EXERCISE DETAILS -
Copy each line of the listing below exactly.

= = = =

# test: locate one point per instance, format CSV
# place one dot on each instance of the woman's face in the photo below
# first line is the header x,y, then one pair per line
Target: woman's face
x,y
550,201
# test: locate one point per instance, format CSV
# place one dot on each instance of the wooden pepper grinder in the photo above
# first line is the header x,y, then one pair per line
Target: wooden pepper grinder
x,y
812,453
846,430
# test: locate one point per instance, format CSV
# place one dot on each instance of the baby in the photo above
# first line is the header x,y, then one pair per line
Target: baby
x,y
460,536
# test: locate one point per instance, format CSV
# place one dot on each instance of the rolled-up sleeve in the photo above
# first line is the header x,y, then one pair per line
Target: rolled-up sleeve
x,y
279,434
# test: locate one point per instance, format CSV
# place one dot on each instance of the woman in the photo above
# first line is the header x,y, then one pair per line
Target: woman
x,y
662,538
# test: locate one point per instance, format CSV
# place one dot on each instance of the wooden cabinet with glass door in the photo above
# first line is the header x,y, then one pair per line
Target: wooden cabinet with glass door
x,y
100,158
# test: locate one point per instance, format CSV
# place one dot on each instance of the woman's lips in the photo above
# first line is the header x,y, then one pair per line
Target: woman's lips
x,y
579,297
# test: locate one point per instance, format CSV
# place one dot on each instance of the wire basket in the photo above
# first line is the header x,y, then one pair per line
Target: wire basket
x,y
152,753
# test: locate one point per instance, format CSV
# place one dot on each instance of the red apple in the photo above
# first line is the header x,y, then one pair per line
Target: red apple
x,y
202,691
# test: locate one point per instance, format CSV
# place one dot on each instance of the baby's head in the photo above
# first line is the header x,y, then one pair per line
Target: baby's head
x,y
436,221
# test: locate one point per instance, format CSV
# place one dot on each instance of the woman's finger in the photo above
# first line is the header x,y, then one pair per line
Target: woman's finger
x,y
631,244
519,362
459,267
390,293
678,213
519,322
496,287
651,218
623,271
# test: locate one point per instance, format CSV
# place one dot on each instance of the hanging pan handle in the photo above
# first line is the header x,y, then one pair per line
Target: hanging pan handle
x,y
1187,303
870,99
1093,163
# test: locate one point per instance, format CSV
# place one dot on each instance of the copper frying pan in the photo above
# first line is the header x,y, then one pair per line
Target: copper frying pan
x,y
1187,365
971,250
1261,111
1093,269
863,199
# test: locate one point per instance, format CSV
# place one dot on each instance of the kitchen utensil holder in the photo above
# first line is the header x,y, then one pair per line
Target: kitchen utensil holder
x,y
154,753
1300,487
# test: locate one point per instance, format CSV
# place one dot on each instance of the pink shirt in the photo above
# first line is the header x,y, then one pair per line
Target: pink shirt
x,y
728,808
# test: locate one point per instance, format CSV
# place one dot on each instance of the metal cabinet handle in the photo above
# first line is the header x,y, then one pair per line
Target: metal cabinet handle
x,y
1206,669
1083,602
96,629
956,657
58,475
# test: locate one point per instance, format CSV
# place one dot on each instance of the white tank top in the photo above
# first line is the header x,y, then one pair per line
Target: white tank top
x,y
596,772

= = = =

CORRECT RESULT -
# test: locate one point per instance, format CSV
# place one dot on each instance of the woman's face in the photo below
# first line is the header x,y, then one pair per line
Target: woman's face
x,y
550,201
# test: locate one point per instance, format CSV
# place one dot on each instance of the wooden pepper grinder in the photo above
# first line is the header x,y, then one pair per line
Target: wooden pepper grinder
x,y
812,453
846,430
# test: locate one point per instance, format CSV
# place one dot on each instance of the baby in the photo above
# first line is the header x,y, then one pair per line
Target: baby
x,y
460,536
# test: locate one point per instance, format CSV
# place one dot on each instance of the rolled-up sleeve in the photo above
# first line is the header x,y, then one pair per line
Target: rolled-up sleeve
x,y
279,434
# test: locate one point per instance, format CSV
# place one dot on each instance of the woman in the photo above
# first line is the header x,y, then one pair per line
Target: woman
x,y
662,538
# test: locate one point per instance, format CSV
# place one dot on each instance of the wooden cabinet with glass door in the photo above
# first line is the header x,y, then one pair per line
Target: wooden cabinet with glass door
x,y
100,158
# test: locate one point per instance, format CSV
# place one dot on each instance of the woman's lips in the photo above
# first line is the header x,y, then one pair per line
Target: woman's lips
x,y
579,297
# test: locate one point per instance, format CSV
# place one dot on each instance of the wire basket in the photo above
# first line is the header x,y, then one pair per line
Target: wire basket
x,y
152,753
# test: locate one point per instance, format CSV
# place one dot on each instance of the red apple in the photo above
# first line is the header x,y, then one pair per line
Target: red apple
x,y
202,691
# test: locate one point per instance, format CSV
# place one dot on each instance of the baby's head in the photo above
# first line is the header x,y, then one pair per line
Target: baby's head
x,y
436,221
# test: locate one point per instance, format CSV
# place one dot on each instance of the woman's finger in the photo above
# first line is the header x,y, then one pair per line
Target: woman's finger
x,y
631,244
519,362
459,267
390,293
678,213
519,322
496,287
651,218
623,271
# test: locate one point per instance, format CSV
# place one dot on each instance of the hanging pan handle in the photo above
# first line is the header x,y, then one pair per line
Target: hanging pan handle
x,y
1187,303
870,99
1093,163
# test: locate one point per instance, format CSV
# place one dot on each instance of the copper frying pan in the photo above
# first line is the header x,y, then one pair per line
Target: copper frying pan
x,y
1187,365
971,250
1261,111
1093,269
863,199
# test: locate one point per instance, format CSV
# place one dot on each instance of the kitchen utensil holder in the photo above
# first line is the header x,y, then one pair per line
Target: kitchen utensil holder
x,y
154,753
1300,487
# test: locate one point per instance, format CSV
# place one dot on each instance of the pink shirt in the photo above
# first line is the header x,y, then one pair per line
Target: pink shirt
x,y
728,808
# test: locate one point per instance, format CSV
# place one dot on each instance of the metal cabinet handle in the photo above
# first line is the header x,y, then one pair per line
Target: metal cabinet handle
x,y
1206,669
1083,602
96,629
956,657
58,475
# test: locate one point per instance, format CSV
# place one dot on each instance of the white tank top in the photo above
# first line is the header x,y, then one pair per line
Target: white tank top
x,y
596,772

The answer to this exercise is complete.